(Object location annotation lines)
--------

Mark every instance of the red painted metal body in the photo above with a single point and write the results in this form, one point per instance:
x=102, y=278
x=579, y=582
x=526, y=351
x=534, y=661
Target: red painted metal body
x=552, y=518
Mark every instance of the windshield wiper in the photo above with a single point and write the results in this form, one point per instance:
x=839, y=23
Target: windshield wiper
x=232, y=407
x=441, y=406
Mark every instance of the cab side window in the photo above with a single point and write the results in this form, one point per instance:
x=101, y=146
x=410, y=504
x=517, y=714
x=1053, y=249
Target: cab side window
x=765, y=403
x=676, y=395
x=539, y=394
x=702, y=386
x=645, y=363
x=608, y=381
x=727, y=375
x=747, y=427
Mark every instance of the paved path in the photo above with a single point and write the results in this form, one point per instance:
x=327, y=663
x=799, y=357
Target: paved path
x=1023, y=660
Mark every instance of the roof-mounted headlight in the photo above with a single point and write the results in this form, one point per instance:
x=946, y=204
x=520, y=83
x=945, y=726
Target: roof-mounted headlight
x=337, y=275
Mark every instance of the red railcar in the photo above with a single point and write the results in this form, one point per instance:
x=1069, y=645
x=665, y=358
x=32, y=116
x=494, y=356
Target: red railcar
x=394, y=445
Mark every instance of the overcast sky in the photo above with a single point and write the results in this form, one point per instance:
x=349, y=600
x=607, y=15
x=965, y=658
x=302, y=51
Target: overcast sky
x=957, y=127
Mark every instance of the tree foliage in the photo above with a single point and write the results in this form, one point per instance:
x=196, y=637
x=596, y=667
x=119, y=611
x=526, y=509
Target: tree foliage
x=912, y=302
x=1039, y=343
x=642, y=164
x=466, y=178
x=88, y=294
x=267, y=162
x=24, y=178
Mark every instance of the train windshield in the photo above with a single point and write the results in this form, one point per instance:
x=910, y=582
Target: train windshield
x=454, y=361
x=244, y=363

--------

Prompt
Copy out everything from the line containing "Mark every instance of the tree" down to the end of the lines, leaving all other text unchanged, and shift each coordinate listed after a "Target:" line by adding 15 to both its x and y values.

Response below
Mark every instance of the tree foliage in the photo above with a single point and write the results in this form, one point per instance:
x=196, y=637
x=596, y=667
x=119, y=611
x=526, y=509
Target: tree foliage
x=927, y=317
x=1054, y=358
x=657, y=179
x=481, y=193
x=103, y=309
x=282, y=177
x=39, y=193
Mark every instance of the train windshield in the photo above with a single point and write the results in this form, one point per instance:
x=910, y=582
Target: train windshield
x=469, y=376
x=259, y=378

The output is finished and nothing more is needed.